> _Work to complete_
(A) Please translate this sentence from the spaceflight text into Spanish: "Rockets remain the only currently practical means of reaching space."
(B) List every line of the records that contains the word "foliage".

— begin Source —

Spaceflight is used in space exploration, and also in commercial activities like space tourism and satellite telecommunications. Additional non-commercial uses of spaceflight include space observatories, reconnaissance satellites and other earth observation satellites.
A spaceflight typically begins with a rocket launch, which provides the initial thrust to overcome the force of gravity and propels the spacecraft from the surface of the Earth. Once in space, the motion of a spacecraft both when unpropelled and when under propulsion is covered by the area of study called astrodynamics. Some spacecraft remain in space indefinitely, some disintegrate during atmospheric reentry, and others reach a planetary or lunar surface for landing or impact.
The realistic proposal of space travel goes back to Konstantin Tsiolkovsky. His most famous work, " " (The Exploration of Cosmic Space by Means of Reaction Devices), was published in 1903, but this theoretical work was not widely influential outside of Russia.
Spaceflight became an engineering possibility with the work of Robert H. Goddard's publication in 1919 of his paper 'A Method of Reaching Extreme Altitudes'; where his application of the de Laval nozzle to liquid fuel rockets gave sufficient power for interplanetary travel to become possible. He also proved in the laboratory that rockets would work in the vacuum of space; not all scientists of that day believed they would. This paper was highly influential on Hermann Oberth and Wernher Von Braun, later key players in spaceflight.
The first rocket to reach space, an altitude of 189km, was the German V-2 rocket, on a test flight in June 1944.[1] On 4 October 1957, the Soviet Union launched Sputnik 1, which became the first artificial satellite to orbit the Earth. The first human spaceflight was Vostok 1 on April 12, 1961, aboard which Soviet cosmonaut Yuri Gagarin made one orbit around the Earth. The lead architects behind the Soviet space program's Vostok 1 mission were the rocket scientists Sergey Korolyov and Kerim Kerimov.[2]
Rockets remain the only currently practical means of reaching space. Other non-rocket spacelaunch technologies such as scramjets still fall far short of orbital speed.

— end Source —
— begin Input —

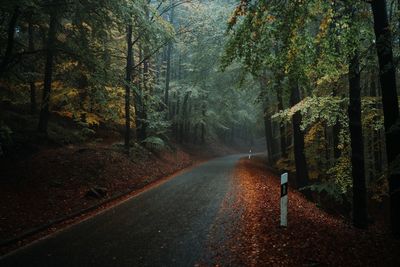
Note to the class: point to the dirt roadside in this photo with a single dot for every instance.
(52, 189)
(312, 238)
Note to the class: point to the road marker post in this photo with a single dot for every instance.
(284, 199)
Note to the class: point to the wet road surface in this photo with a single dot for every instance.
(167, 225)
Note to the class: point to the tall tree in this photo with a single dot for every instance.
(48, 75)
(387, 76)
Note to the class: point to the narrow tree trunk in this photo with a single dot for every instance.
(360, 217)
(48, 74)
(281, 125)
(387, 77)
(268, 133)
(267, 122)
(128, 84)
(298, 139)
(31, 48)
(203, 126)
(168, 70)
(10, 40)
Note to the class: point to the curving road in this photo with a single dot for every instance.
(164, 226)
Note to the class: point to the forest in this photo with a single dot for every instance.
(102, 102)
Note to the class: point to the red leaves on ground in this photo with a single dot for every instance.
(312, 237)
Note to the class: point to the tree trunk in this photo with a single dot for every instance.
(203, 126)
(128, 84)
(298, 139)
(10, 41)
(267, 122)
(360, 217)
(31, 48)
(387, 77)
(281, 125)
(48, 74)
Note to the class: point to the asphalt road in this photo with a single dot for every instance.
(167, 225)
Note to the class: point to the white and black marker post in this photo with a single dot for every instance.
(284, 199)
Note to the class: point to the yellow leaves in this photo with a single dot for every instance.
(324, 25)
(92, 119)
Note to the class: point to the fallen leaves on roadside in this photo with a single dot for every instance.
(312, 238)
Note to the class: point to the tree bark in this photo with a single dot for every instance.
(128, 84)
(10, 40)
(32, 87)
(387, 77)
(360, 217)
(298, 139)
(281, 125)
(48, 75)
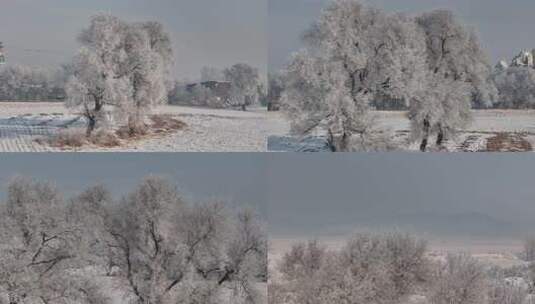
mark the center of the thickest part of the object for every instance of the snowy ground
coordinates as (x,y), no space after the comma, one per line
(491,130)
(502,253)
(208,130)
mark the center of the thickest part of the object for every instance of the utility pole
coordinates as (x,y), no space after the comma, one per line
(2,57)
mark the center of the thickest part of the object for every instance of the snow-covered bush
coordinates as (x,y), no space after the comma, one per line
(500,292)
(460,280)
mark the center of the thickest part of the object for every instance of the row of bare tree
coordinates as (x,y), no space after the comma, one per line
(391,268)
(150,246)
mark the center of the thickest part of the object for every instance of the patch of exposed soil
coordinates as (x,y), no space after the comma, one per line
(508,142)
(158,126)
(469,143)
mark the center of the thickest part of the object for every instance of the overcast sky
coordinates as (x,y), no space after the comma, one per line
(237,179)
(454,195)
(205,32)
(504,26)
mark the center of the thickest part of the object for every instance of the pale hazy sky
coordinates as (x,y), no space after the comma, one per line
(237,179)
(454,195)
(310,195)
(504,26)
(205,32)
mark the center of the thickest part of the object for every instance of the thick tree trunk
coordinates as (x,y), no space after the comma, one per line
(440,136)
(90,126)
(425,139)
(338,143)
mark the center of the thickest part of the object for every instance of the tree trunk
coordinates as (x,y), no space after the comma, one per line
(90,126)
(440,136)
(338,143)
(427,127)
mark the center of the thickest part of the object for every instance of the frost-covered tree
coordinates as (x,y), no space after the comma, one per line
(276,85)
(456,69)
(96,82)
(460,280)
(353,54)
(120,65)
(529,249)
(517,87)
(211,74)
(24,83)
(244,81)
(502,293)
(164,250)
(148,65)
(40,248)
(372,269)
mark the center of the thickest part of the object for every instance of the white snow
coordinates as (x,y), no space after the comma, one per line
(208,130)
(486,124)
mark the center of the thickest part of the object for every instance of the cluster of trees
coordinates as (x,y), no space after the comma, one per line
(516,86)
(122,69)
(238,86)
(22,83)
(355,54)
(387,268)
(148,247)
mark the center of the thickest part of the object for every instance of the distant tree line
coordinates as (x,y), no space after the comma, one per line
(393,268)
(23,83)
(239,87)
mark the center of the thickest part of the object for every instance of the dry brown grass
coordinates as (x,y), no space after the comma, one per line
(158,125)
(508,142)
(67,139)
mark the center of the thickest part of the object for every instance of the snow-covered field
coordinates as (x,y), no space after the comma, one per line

— end Input —
— begin Input —

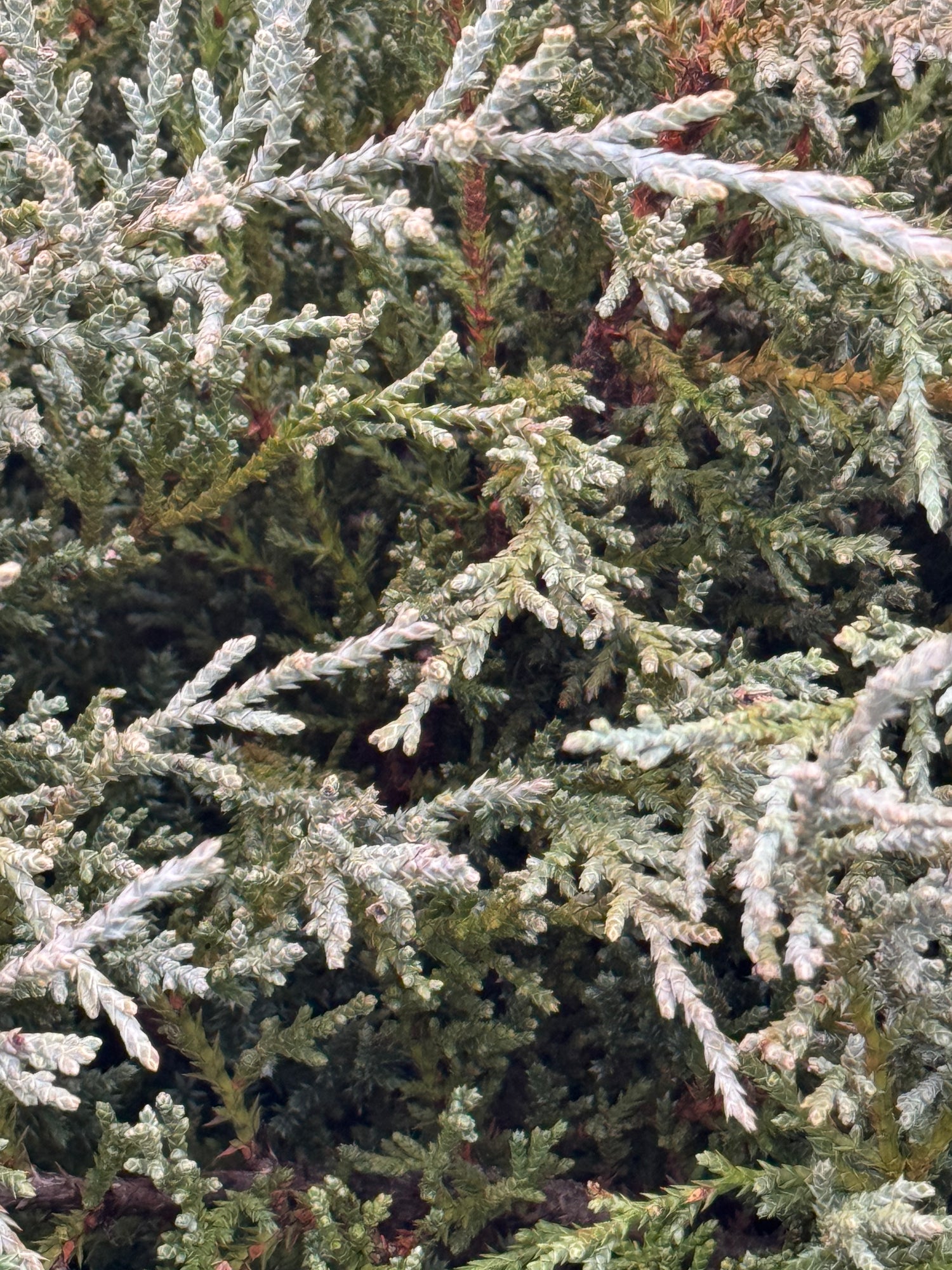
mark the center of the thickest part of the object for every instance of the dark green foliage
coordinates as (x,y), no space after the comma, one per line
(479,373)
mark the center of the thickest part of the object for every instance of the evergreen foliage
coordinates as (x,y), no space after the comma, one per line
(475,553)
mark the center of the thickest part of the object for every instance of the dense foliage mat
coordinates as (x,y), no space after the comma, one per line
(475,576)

— end Input —

> _Exercise solutions_
(A) Los cohetes siguen siendo el único medio actualmente práctico para llegar al espacio.

(B)
mark the center of the thickest part of the object for every instance of the dark green foliage
mark the center of the thickest part of the object for every instance of the evergreen foliage
mark the center of the thickest part of the object for every instance of the dense foliage mat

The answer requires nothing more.